Anyone who wants to be a good manager should know how Bill Lumbergh was wrong about productivity. The fictional boss in the movie Office Space always seemed to rub people the wrong way and leave them avoiding him at all costs. If only he knew one thing about motivation.
A Case of the Mondays
If you’ve never seen the movie Office Space, you might be doing yourself a great disservice. If you’ve ever worked in an office, you can most likely relate to the cast of characters: the crazy coworkers, the clueless consultants, the annoying cube mates.
But there’s one character that might seem painfully familiar: Bill Lumbergh – the clueless, yet over demanding boss.
Like some real-life counterparts, Lumbergh lacks the awareness to know how demotivating he is to his employees as he finds himself intruding on their free time, often asking them to work extra even over the weekend.
He’s enough to give anyone a case of the Mondays (language warning).
Why People Don’t Want to Work Late
How Bill Lumbergh was wrong about productivity here and what a lot of bosses seem to mess up as well is that people aren’t necessarily averse to working late. In fact, many people love to work late. Many people go home to work on projects that they love. Many people work on passion projects to all hours.
The thing that makes people frustrated by working late or even hostile to the idea is that working late often sounds like something glaringly obvious to everyone except the person requesting it: that hidden voice behind the request that says, “I’d rather spend your time than mine.”
Working late is often the result of someone not preparing correctly. Someone wasn’t very diligent in planning and so now they want other people to take their most valuable and irreplaceable currency – their time – and spend it. Someone didn’t spend their time wisely so now they are asking others to chip in.
Not only did the boss not plan ahead, they didn’t show the person they’re asking the value in spending their most valuable resource in order to further the goals of the company. It’s how Bill Lumbergh was wrong about productivity, and it’s the thing that can make employees resent you.
There’s a better way.

* **Image-based pointing data**
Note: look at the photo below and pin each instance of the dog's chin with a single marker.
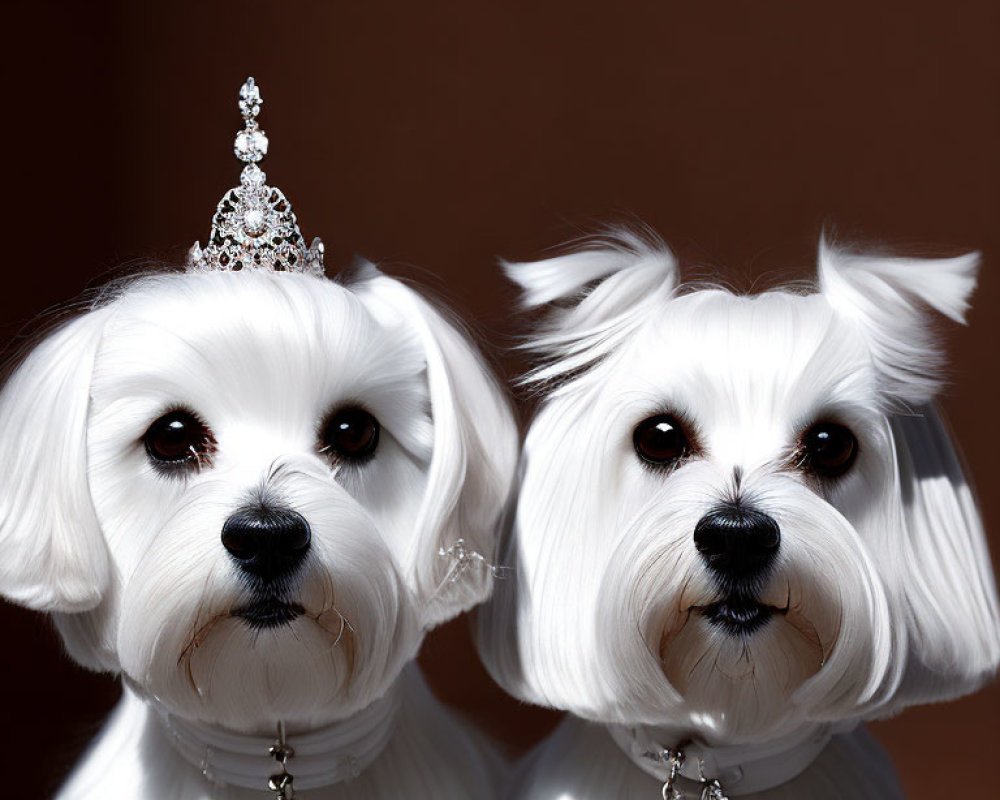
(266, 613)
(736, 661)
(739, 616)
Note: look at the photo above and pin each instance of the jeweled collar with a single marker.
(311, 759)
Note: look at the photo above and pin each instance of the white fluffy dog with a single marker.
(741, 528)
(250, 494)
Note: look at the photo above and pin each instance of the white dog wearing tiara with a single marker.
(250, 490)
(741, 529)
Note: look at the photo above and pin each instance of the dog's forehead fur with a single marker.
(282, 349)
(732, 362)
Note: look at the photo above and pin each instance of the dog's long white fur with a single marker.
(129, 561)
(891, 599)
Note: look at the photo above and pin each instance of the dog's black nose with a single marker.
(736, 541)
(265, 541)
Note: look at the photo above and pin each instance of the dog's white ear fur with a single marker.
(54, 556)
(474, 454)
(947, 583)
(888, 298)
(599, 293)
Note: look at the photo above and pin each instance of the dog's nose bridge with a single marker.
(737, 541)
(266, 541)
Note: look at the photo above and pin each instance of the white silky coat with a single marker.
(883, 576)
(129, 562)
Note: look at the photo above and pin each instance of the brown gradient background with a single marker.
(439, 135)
* * *
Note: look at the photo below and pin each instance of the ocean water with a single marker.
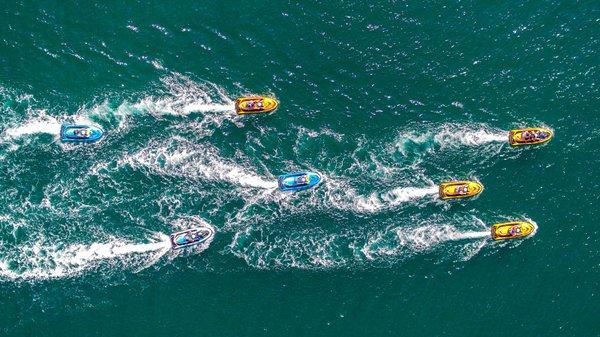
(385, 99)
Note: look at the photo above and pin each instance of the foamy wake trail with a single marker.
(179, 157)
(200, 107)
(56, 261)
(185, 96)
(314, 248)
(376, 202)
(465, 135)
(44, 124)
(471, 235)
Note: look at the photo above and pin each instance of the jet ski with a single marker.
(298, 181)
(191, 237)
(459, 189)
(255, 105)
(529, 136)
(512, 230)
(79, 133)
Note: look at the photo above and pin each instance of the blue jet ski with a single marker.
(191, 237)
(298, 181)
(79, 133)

* **Work request 1**
In the text about Bill Lumbergh and productivity, what is described as a person's most valuable and irreplaceable currency?
* **Work request 2**
Continue the text about Bill Lumbergh and productivity from where it stops.
The records have no connection to the text.

* **Response box 1**
Their time.

* **Response box 2**
Getting People Onboard
If you want to avoid making the same mistakes Lumbergh made when asking more of people, follow these three simple steps:
- Respect Their Time: Realize that when you ask people to work extra, you are asking them to give up something extremely valuable – something they can never get back – something that will be gone forever once used. Respect that. Don’t ask for it lightly.
- Make It Fair: Don’t ask for anything you won’t give. If you messed up and didn’t spend your time wisely, don’t ask someone else to spend their time. If you lost $100 through a bad bet, would you ask someone to give you $100, just because? Time is much more precious. Unless you are putting in equal time and using it wisely, don’t ask time of others.
- Share the Vision: There is a big difference between saying you need someone to come and waste their Saturday and saying you need them to come in because the servers are down and customers who are relying on their medicine can’t get it shipped without their help. Make your employees part of the plan instead of a cog in the wheel.
Please note, I’m not advocating overworking people. It’s the opposite actually. What I’m saying is that overwork is all too often a symptom of poor planning or misplaced goals. When you plan well and treat your people with respect, asking people to work extra will become the rare exception, not the norm.
It’s how Bill Lumbergh was wrong about productivity, but it’s what you can get right without the need to jump to conclusions (language warning).